SOURCE PASSAGE:
####
Monday, December 12, 2011

Book Review: The Rational Optimist

This post is a book review for "The Rational Optimist-Why Prosperity Evolves" by Matt Ridley.

I've been doom and gloom since the financial crisis. This book changed my attitude.

I pulled my money out of the stock market in 2008 and have been on the sidelines until just recently. Pulling my money out when I did turned out to be a very good decision, but I've also lost out on growing my nest-egg because of my future outlook and negative sentiment toward the world-economy before I read this book.

Using history and science, Ridley showed me that the world is not likely to run out of food, urbanization is a good thing, it does make sense to specialize, and global warming (if it is happening) isn't necessarily a bad thing.

The Rational Optimist dispelled my pessimism by putting many of my common-day worries into the context of the evolution of the human social and economic systems. The conversation begins by describing how humanity captures innovation in its "collective brain" and shows how over time the collective continues to make progress and improve humanity's well-being despite all of the scary challenges.

This book convinced me to get back into the markets and I don't think the timing could have been better despite what the gloom-mongers in the media are saying!

Saturday, February 12, 2011

The Three Key Reasons to Keep Innovating

Everyone can agree that innovation is import--for every type of organization. I was reading the "Innovator's Solution" the other day and Christensen made an interesting observation in one of his footnotes that I think is worthy of further discussion, which are the three key reasons to keep innovating: to keep investors happy, to keep employees, and to enable the adoption of technology.

First the traditional view: keeping investors happy. I did a hasty search on the web to see what other bloggers are saying about why innovation is important and from what I can tell they give several reasons that support only this one. Frankly, I think growing profitability and market share are what the general population generally thinks about as the ONLY reason to innovate. Out of the three reasons, this one is the only one that is directly measurable--the hard reasoning--but there are two soft reasons which are dependent on this first one.
####
SOURCE DATA:

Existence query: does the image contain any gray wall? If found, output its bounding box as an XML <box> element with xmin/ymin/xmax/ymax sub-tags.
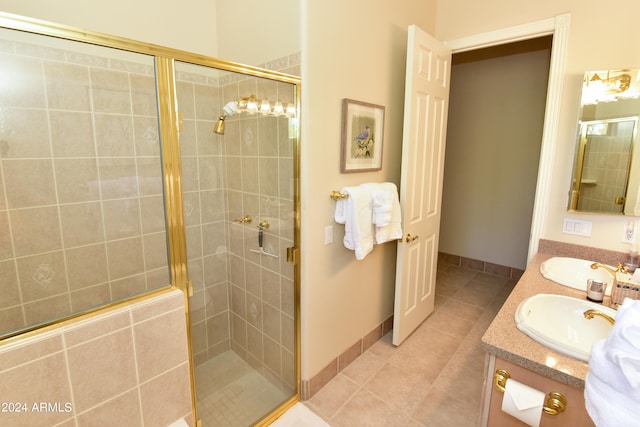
####
Copy the blog text word for word from "Monday, December 12, 2011" to "changed my attitude.". Work only from the blog text, not from the listing.

Monday, December 12, 2011

Book Review: The Rational Optimist

This post is a book review for "The Rational Optimist-Why Prosperity Evolves" by Matt Ridley.

I've been doom and gloom since the financial crisis. This book changed my attitude.